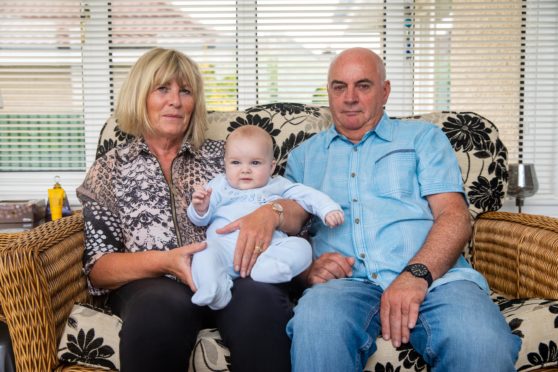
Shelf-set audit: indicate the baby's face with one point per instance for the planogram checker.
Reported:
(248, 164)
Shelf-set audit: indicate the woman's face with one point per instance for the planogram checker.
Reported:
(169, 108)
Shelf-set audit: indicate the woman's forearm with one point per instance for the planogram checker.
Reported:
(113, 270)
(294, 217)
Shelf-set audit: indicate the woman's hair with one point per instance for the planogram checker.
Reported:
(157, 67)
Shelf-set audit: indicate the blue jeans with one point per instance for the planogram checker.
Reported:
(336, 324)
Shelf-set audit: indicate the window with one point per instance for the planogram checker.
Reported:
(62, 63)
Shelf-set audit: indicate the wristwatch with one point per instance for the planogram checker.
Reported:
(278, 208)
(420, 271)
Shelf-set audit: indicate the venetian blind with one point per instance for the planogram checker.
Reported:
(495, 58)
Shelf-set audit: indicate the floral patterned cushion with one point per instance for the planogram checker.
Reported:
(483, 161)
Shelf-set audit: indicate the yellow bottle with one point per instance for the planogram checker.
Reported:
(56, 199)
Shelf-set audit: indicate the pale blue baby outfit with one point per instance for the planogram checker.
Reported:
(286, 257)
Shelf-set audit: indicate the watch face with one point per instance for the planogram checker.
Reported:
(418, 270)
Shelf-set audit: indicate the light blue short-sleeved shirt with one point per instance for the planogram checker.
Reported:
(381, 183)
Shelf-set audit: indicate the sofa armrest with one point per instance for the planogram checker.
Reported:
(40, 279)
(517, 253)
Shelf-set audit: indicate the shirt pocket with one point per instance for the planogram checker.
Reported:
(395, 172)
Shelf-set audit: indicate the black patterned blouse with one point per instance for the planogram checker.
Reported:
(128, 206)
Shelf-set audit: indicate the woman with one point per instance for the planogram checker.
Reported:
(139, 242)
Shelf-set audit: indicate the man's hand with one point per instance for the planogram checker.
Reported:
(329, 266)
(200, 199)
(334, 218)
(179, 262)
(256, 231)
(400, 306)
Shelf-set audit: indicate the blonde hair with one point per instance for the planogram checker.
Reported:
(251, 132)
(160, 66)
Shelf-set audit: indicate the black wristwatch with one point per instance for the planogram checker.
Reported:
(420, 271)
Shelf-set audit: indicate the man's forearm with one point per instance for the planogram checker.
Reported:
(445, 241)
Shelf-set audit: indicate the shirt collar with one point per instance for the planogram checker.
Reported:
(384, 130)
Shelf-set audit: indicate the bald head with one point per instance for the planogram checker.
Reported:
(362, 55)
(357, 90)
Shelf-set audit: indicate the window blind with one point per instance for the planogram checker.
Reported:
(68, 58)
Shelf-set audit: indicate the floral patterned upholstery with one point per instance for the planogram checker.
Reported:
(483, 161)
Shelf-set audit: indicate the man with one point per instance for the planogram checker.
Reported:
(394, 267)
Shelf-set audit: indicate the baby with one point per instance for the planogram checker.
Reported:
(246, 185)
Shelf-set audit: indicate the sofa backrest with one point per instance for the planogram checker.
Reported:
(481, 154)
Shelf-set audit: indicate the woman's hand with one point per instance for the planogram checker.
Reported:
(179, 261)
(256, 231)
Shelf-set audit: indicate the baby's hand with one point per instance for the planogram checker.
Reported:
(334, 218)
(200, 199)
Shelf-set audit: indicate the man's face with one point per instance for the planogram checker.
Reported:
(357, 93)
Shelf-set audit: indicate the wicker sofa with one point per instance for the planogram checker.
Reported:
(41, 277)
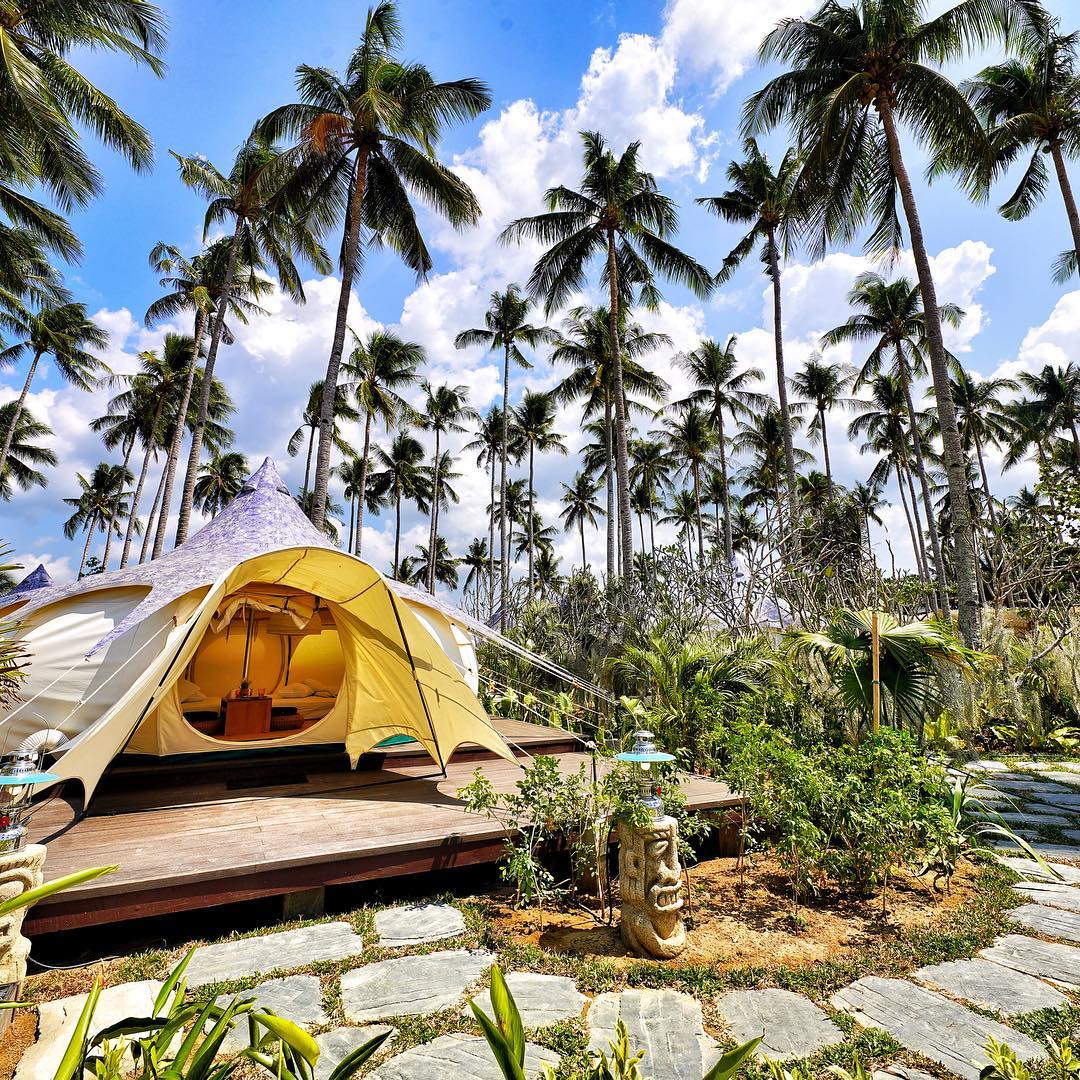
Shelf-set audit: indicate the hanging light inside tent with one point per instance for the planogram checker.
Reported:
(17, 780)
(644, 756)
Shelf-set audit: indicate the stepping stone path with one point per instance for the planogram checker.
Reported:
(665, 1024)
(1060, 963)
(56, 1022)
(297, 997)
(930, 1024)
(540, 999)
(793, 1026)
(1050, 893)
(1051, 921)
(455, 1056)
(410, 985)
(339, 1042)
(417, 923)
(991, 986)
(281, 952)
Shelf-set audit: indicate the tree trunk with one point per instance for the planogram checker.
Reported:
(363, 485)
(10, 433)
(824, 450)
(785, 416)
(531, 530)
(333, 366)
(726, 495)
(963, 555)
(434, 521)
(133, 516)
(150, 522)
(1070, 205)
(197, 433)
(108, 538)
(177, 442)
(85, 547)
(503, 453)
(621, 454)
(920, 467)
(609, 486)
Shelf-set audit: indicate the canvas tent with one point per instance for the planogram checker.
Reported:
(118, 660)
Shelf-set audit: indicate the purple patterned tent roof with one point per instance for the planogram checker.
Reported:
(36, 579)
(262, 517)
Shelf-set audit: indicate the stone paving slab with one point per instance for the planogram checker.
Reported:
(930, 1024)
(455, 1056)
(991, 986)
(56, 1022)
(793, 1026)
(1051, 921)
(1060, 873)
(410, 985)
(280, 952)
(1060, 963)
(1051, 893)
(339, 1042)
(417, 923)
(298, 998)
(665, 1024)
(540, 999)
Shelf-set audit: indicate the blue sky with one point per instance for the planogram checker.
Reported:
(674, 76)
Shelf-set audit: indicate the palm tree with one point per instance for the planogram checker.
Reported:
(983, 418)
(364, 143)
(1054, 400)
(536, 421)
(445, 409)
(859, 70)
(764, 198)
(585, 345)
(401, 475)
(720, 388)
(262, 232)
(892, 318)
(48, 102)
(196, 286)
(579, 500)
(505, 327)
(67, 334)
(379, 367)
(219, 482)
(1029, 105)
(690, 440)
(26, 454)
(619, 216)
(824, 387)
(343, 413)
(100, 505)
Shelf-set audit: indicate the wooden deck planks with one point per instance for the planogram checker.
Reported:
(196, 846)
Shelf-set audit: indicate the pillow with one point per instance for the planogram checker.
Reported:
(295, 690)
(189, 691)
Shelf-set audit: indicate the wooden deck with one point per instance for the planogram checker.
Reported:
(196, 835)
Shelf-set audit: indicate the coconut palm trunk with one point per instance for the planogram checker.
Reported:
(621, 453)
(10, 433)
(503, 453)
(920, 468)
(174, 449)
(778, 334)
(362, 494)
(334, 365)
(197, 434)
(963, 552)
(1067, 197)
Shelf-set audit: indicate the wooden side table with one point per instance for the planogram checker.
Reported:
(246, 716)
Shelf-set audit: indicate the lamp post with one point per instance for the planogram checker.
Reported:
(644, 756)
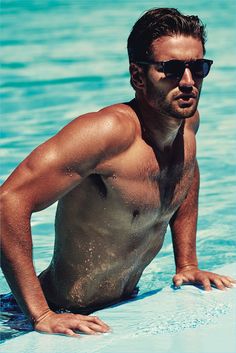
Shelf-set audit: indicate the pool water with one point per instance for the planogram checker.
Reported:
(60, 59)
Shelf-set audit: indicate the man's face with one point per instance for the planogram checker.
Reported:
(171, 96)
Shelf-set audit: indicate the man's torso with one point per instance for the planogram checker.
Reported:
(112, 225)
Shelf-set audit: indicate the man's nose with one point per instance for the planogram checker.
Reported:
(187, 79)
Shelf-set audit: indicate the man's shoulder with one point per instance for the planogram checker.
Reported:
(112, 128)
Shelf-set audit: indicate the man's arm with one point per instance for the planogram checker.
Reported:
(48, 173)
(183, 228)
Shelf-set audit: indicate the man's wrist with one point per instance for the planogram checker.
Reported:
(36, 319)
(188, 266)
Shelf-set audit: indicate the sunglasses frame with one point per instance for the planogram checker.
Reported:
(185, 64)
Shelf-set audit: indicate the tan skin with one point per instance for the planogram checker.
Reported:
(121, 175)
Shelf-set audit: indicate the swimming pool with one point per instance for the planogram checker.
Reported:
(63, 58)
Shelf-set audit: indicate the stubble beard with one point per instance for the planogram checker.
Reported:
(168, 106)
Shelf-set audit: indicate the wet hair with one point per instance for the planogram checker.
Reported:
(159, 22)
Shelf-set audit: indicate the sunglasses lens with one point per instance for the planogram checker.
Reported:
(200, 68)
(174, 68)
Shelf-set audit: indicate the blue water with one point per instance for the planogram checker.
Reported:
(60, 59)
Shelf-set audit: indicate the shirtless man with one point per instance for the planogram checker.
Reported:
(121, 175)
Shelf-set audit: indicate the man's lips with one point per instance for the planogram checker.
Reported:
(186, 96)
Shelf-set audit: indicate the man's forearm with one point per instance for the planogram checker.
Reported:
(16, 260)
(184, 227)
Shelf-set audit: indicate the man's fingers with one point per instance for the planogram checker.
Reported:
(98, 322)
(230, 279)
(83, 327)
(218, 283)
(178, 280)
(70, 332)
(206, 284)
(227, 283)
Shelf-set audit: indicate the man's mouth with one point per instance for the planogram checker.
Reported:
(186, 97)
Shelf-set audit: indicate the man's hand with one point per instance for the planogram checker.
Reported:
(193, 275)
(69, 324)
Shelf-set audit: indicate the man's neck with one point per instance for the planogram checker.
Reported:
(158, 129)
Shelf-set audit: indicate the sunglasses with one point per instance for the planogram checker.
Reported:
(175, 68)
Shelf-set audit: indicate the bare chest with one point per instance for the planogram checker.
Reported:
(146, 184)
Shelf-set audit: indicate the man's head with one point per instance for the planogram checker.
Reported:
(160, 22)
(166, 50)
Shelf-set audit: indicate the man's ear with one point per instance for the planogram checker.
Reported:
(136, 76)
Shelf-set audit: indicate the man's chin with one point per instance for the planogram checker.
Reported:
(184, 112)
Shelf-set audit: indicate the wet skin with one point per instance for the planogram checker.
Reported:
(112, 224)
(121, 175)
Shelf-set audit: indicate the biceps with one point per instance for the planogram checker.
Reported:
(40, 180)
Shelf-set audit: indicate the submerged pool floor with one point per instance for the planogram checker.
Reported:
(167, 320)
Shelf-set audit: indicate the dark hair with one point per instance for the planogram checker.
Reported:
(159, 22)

# # # # #

About this exercise: Which lines in the listing above hold the word "sofa"? Show each of them.

Answer space:
Shelf-set audit: indicate the sofa armrest with one point per instance for the planogram checker.
Shelf-set audit: indicate the sofa backrest with one point per instance for the planogram checker.
Shelf-set audit: indicate the wicker sofa with one point per instance for the planogram checker.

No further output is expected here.